**AIM**:
Copy the records word for word, from the start through the line that contains "[0,0,474,416]", leaving out the pictures.

**RECORDED INFORMATION**:
--- BEGIN ---
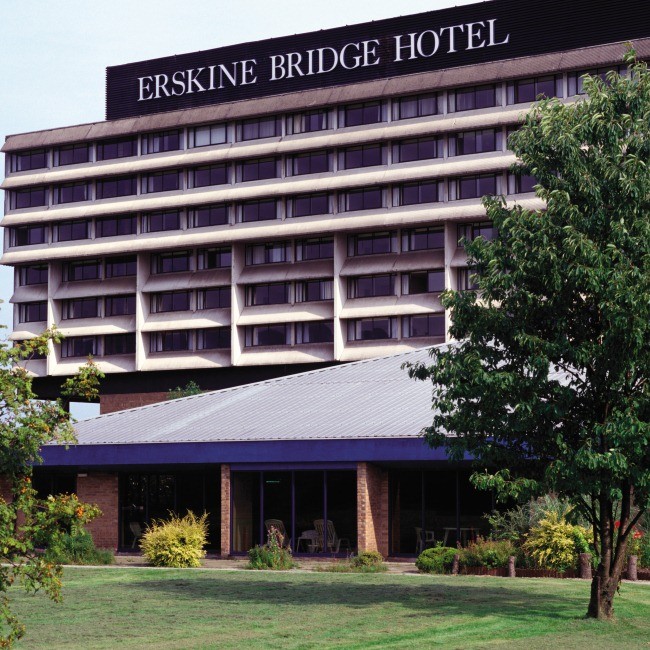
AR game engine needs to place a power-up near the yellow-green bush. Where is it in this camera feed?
[140,511,208,568]
[523,512,592,571]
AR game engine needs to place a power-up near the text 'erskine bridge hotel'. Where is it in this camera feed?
[1,0,650,554]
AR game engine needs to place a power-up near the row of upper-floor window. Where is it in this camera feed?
[8,66,624,172]
[7,173,536,247]
[8,127,528,210]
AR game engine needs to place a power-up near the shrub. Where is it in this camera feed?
[523,512,591,571]
[248,526,293,571]
[415,546,458,573]
[460,537,516,569]
[140,512,208,568]
[45,530,115,564]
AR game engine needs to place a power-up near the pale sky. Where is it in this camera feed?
[0,0,474,416]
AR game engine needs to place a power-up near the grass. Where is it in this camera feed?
[6,568,650,650]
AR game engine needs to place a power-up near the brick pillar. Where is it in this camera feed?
[221,465,230,557]
[77,473,119,550]
[357,463,388,557]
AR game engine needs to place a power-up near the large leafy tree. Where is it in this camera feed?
[0,331,101,647]
[410,51,650,618]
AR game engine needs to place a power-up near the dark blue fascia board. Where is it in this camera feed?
[41,438,469,467]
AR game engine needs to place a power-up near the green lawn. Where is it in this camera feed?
[12,568,650,650]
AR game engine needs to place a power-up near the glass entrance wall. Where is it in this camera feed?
[231,470,357,554]
[389,469,493,556]
[119,466,221,549]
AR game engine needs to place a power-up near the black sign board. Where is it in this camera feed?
[106,0,650,120]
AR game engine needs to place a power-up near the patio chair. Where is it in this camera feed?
[264,519,291,548]
[314,519,352,553]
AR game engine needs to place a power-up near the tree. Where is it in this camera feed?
[0,330,102,647]
[409,51,650,618]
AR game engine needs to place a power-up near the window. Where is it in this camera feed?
[246,282,291,306]
[63,297,99,319]
[54,144,90,167]
[11,149,47,172]
[245,323,291,347]
[196,327,230,350]
[142,169,182,194]
[151,251,192,273]
[296,237,334,262]
[63,260,102,282]
[142,210,181,232]
[296,280,334,302]
[151,291,191,314]
[402,270,445,296]
[97,136,138,160]
[458,221,498,246]
[339,187,384,212]
[296,320,334,345]
[393,93,442,120]
[54,181,90,205]
[339,144,386,169]
[142,130,181,154]
[189,163,229,187]
[449,174,501,201]
[188,124,228,148]
[18,264,47,287]
[246,242,290,266]
[449,129,503,156]
[507,75,562,104]
[198,248,232,271]
[339,101,386,127]
[288,194,332,217]
[106,255,138,278]
[97,176,138,199]
[196,287,232,309]
[447,85,500,113]
[287,151,331,176]
[402,314,445,338]
[393,138,444,162]
[9,187,48,210]
[287,108,329,135]
[18,300,47,323]
[397,181,443,205]
[149,330,192,352]
[348,318,397,341]
[54,220,90,241]
[61,336,98,359]
[188,203,230,228]
[348,274,395,298]
[238,158,278,182]
[104,294,135,316]
[348,232,397,257]
[402,227,445,251]
[95,214,138,237]
[104,334,135,357]
[9,221,48,246]
[241,199,278,223]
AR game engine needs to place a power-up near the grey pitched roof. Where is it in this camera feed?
[75,349,440,445]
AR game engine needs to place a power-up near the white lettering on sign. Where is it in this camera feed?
[138,18,510,102]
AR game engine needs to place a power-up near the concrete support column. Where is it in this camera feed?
[357,463,388,557]
[221,465,230,557]
[77,473,119,550]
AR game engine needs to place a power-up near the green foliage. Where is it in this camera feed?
[45,530,115,565]
[459,537,517,569]
[415,546,458,573]
[167,381,203,399]
[248,526,294,571]
[524,512,591,571]
[140,511,208,569]
[0,329,99,646]
[410,52,650,617]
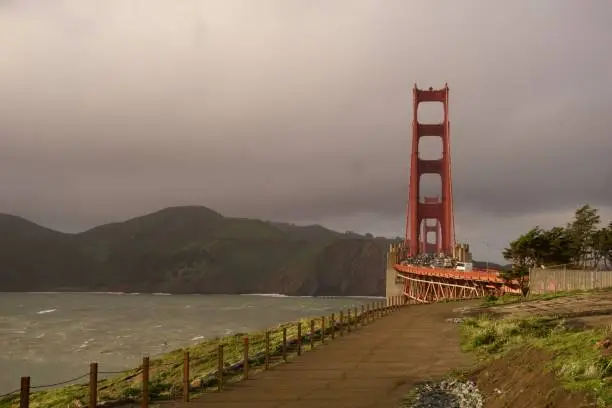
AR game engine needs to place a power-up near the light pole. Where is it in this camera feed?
[478,241,491,272]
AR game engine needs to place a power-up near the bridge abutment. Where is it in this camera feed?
[385,244,404,299]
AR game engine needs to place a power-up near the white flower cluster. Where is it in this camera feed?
[406,380,484,408]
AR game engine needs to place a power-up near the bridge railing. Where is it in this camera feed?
[0,296,406,408]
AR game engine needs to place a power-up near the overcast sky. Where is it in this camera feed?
[0,0,612,260]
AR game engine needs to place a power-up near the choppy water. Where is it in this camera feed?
[0,293,372,394]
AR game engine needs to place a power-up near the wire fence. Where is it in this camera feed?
[529,268,612,294]
[0,296,406,408]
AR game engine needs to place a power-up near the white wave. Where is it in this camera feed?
[241,293,291,297]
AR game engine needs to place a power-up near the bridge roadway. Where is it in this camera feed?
[166,301,473,408]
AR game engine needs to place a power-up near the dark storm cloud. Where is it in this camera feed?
[0,0,612,262]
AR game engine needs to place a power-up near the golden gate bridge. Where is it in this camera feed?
[386,84,520,303]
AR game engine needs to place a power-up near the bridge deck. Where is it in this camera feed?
[394,264,506,284]
[166,303,469,408]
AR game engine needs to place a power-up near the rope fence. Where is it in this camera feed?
[0,296,407,408]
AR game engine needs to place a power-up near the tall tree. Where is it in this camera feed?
[567,204,600,268]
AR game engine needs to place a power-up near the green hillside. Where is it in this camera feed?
[0,206,390,295]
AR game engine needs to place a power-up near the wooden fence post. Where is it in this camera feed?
[140,357,149,408]
[346,309,353,333]
[321,316,325,344]
[266,330,270,370]
[310,319,314,350]
[283,327,287,361]
[89,363,98,407]
[217,344,224,392]
[183,350,190,402]
[19,377,30,408]
[242,336,249,380]
[297,322,302,356]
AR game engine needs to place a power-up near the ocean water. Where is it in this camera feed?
[0,293,373,395]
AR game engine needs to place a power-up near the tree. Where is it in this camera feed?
[593,221,612,269]
[503,205,612,279]
[567,204,600,268]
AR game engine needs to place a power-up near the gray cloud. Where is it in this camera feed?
[0,0,612,262]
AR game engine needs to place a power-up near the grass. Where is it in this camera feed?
[461,315,612,406]
[483,290,596,306]
[0,310,368,408]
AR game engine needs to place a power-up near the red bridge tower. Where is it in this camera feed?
[421,196,440,254]
[405,84,455,256]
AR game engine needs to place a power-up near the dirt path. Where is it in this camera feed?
[166,303,470,408]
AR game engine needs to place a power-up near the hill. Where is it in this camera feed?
[0,206,391,296]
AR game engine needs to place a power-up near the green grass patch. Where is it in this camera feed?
[461,315,612,406]
[483,290,603,306]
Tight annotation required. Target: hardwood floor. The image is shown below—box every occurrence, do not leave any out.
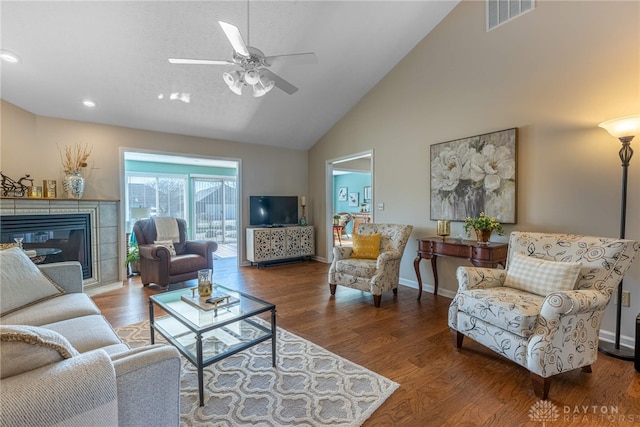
[93,259,640,426]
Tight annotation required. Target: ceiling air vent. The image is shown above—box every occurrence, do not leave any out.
[487,0,535,31]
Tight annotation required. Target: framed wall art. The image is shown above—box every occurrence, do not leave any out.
[338,187,348,202]
[430,128,517,224]
[362,185,373,202]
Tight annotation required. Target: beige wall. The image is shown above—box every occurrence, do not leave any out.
[309,1,640,344]
[0,101,311,259]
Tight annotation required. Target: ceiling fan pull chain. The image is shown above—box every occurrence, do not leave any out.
[247,0,251,46]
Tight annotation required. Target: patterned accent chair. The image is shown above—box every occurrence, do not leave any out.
[449,232,640,399]
[329,223,413,307]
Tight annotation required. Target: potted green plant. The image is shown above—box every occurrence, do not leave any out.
[124,242,140,274]
[464,212,504,243]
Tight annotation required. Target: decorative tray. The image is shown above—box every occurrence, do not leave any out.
[180,292,240,311]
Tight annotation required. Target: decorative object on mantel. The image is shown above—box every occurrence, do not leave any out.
[598,114,640,360]
[28,185,42,199]
[60,143,91,199]
[0,172,33,197]
[430,128,517,224]
[464,212,504,244]
[42,179,58,199]
[300,196,307,226]
[436,219,451,242]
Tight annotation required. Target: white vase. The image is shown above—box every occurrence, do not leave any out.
[62,172,84,199]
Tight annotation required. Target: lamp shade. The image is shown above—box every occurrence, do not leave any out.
[598,114,640,138]
[131,207,151,219]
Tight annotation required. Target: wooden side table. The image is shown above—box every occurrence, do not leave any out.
[413,237,509,299]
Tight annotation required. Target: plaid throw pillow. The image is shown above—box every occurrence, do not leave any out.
[504,253,582,296]
[351,234,382,259]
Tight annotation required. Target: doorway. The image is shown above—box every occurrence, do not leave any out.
[326,150,375,260]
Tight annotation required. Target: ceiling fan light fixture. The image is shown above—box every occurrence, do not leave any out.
[253,85,267,98]
[222,70,244,95]
[260,76,276,93]
[244,69,261,85]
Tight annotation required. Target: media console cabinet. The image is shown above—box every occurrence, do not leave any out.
[247,225,315,267]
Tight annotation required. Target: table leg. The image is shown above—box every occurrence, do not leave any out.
[413,254,422,301]
[431,255,438,295]
[271,309,276,368]
[149,298,156,345]
[196,334,204,406]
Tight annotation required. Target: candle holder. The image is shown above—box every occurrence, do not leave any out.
[300,205,307,225]
[436,219,451,242]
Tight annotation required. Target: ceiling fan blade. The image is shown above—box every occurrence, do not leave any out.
[169,58,234,65]
[260,68,298,95]
[264,52,318,66]
[218,21,251,58]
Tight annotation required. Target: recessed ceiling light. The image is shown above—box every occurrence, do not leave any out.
[0,49,20,64]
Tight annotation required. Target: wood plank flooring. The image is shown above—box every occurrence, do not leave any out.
[93,259,640,426]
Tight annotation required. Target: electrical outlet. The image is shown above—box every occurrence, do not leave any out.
[622,291,631,307]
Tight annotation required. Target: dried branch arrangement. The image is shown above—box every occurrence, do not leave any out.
[58,143,93,172]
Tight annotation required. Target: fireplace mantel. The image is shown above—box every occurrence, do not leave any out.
[0,197,124,288]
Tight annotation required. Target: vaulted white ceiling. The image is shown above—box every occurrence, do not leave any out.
[0,0,459,150]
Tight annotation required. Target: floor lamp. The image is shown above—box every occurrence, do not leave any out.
[599,114,640,360]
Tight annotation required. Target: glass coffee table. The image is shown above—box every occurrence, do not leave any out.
[149,285,276,406]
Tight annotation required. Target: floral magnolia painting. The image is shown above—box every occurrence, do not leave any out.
[431,128,517,224]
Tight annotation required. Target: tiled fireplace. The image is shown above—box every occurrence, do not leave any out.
[0,199,122,288]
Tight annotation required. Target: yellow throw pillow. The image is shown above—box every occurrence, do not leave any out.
[351,233,381,259]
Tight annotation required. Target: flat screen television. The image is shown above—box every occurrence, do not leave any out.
[249,196,298,227]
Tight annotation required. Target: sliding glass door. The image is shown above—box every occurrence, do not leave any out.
[191,177,239,243]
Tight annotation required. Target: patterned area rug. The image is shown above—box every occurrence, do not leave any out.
[116,321,399,427]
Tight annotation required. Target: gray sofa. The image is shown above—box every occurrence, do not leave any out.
[0,248,181,426]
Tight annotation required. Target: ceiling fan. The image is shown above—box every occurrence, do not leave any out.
[169,21,318,97]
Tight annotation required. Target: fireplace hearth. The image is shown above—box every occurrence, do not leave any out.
[0,213,92,279]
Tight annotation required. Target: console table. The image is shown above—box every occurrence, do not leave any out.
[413,237,509,299]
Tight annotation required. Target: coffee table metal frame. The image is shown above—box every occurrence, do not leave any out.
[149,285,276,406]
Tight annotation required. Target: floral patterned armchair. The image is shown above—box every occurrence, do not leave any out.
[449,232,640,399]
[329,223,413,307]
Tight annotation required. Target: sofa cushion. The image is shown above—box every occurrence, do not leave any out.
[169,254,211,276]
[153,240,176,256]
[0,325,78,378]
[351,233,382,259]
[336,258,376,278]
[504,253,582,296]
[2,293,100,326]
[455,286,544,337]
[42,314,122,353]
[0,247,64,316]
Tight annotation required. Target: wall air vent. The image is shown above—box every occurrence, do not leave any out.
[487,0,535,31]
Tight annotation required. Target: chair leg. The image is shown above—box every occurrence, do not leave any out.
[373,295,382,307]
[449,328,464,348]
[531,372,553,400]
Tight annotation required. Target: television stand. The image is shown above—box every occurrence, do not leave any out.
[247,225,315,266]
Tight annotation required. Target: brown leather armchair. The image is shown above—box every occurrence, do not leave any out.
[133,218,218,287]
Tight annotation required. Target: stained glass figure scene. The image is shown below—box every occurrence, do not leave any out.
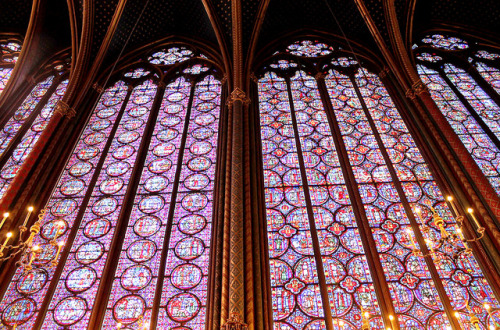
[0,46,221,330]
[0,41,21,95]
[414,34,500,194]
[258,39,500,330]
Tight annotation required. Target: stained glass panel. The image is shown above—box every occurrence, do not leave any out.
[417,64,500,194]
[0,80,68,198]
[0,82,127,329]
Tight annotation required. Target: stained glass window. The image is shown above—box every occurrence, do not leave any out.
[0,41,21,95]
[0,46,221,329]
[258,40,500,329]
[415,34,500,194]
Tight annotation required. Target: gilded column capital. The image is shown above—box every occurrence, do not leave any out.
[54,100,76,119]
[314,72,326,80]
[226,88,250,107]
[92,83,104,94]
[221,313,248,330]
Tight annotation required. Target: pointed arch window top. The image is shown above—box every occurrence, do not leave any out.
[417,53,443,63]
[422,34,469,50]
[148,46,194,65]
[286,40,334,57]
[124,68,151,78]
[476,50,500,61]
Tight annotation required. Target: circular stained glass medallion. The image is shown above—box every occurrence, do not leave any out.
[59,179,85,196]
[69,162,92,177]
[120,265,153,291]
[92,197,118,217]
[132,93,153,105]
[156,128,179,142]
[76,241,104,265]
[191,127,214,140]
[181,193,208,212]
[194,113,216,126]
[127,239,156,262]
[83,132,106,146]
[178,214,207,235]
[2,298,36,326]
[99,178,124,195]
[90,119,111,131]
[153,143,176,157]
[175,237,205,260]
[54,296,87,326]
[187,156,212,172]
[165,104,184,115]
[167,293,200,322]
[83,218,111,239]
[1,165,21,180]
[118,131,140,144]
[148,158,172,174]
[196,102,217,112]
[123,118,144,131]
[160,115,181,127]
[113,145,135,160]
[76,146,99,160]
[144,175,168,193]
[184,173,210,190]
[50,199,77,217]
[189,141,212,155]
[113,295,146,324]
[106,162,130,176]
[40,219,68,240]
[128,107,148,117]
[139,195,165,214]
[97,108,116,119]
[66,266,97,293]
[170,264,203,290]
[134,215,161,237]
[16,268,48,294]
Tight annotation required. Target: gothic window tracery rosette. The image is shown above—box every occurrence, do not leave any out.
[357,71,498,324]
[326,70,447,329]
[258,38,498,329]
[414,34,500,194]
[42,80,157,329]
[0,82,127,329]
[0,79,68,197]
[0,76,54,154]
[103,78,191,327]
[157,75,221,329]
[417,64,500,194]
[0,41,21,95]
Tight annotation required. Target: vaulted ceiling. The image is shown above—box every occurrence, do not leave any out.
[0,0,500,73]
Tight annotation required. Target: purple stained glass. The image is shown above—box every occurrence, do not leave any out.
[259,73,379,329]
[417,64,500,194]
[0,78,68,197]
[0,82,127,329]
[157,76,221,329]
[357,67,498,322]
[38,80,157,329]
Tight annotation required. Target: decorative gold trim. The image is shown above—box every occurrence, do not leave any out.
[92,83,104,94]
[54,100,76,119]
[226,87,250,107]
[221,313,248,330]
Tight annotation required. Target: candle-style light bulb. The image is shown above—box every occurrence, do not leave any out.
[0,212,10,229]
[0,232,12,257]
[22,206,33,230]
[467,207,481,228]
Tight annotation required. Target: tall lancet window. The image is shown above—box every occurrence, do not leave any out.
[0,59,69,198]
[0,40,21,95]
[258,40,500,330]
[414,34,500,194]
[0,46,221,329]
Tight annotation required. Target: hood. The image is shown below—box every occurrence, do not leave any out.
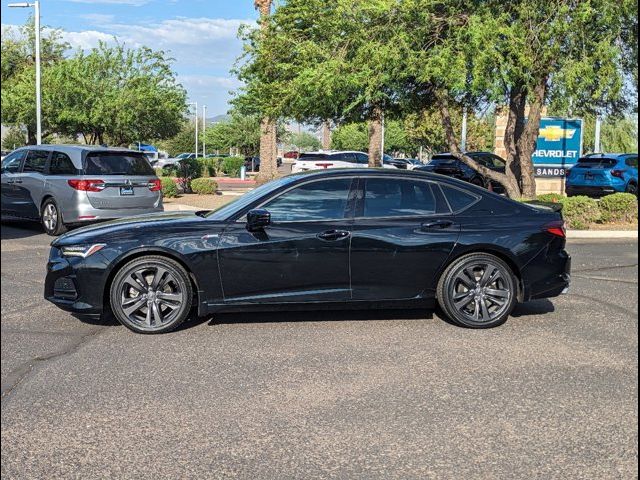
[51,211,211,247]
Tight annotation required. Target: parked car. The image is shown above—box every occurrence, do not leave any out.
[1,145,163,235]
[566,153,638,197]
[291,151,397,173]
[44,169,571,333]
[414,152,506,193]
[244,157,282,172]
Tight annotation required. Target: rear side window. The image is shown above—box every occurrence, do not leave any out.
[84,152,155,176]
[22,150,49,173]
[2,150,24,173]
[264,178,351,222]
[440,184,478,212]
[49,152,78,175]
[363,178,436,218]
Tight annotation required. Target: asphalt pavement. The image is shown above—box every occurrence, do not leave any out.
[1,224,638,479]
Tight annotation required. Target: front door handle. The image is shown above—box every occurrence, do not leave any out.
[318,230,351,242]
[420,220,453,230]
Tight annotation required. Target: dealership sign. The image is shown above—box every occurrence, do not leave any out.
[532,118,582,177]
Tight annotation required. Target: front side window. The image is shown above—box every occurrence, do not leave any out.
[84,152,155,176]
[2,150,24,173]
[49,152,78,175]
[22,150,49,173]
[440,184,478,212]
[263,178,351,223]
[364,178,436,218]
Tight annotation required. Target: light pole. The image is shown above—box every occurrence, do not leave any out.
[189,102,198,158]
[202,105,207,157]
[9,0,42,145]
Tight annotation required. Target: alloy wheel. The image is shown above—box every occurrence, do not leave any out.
--- END ---
**EXERCISE RESULT**:
AR game engine needs to place a power-up near the yellow-green bush. Where is it in this camera feed?
[140,511,208,568]
[523,512,592,571]
AR game engine needs to place a power-up near the text 'erskine bridge hotel'. Where is it in this camera feed?
[1,0,650,554]
AR game engine needs to place a power-up near the row of upper-floor window. Where is it in this camera feed?
[8,66,624,172]
[7,173,536,247]
[8,127,528,210]
AR game engine needs to place a power-up near the shrub. Where is it in this camera feed?
[523,512,591,571]
[248,526,293,571]
[415,546,458,573]
[460,537,516,569]
[140,512,208,568]
[45,530,115,564]
AR game engine needs to place a power-up near the pale sky. Where is it in this camera feed?
[0,0,474,416]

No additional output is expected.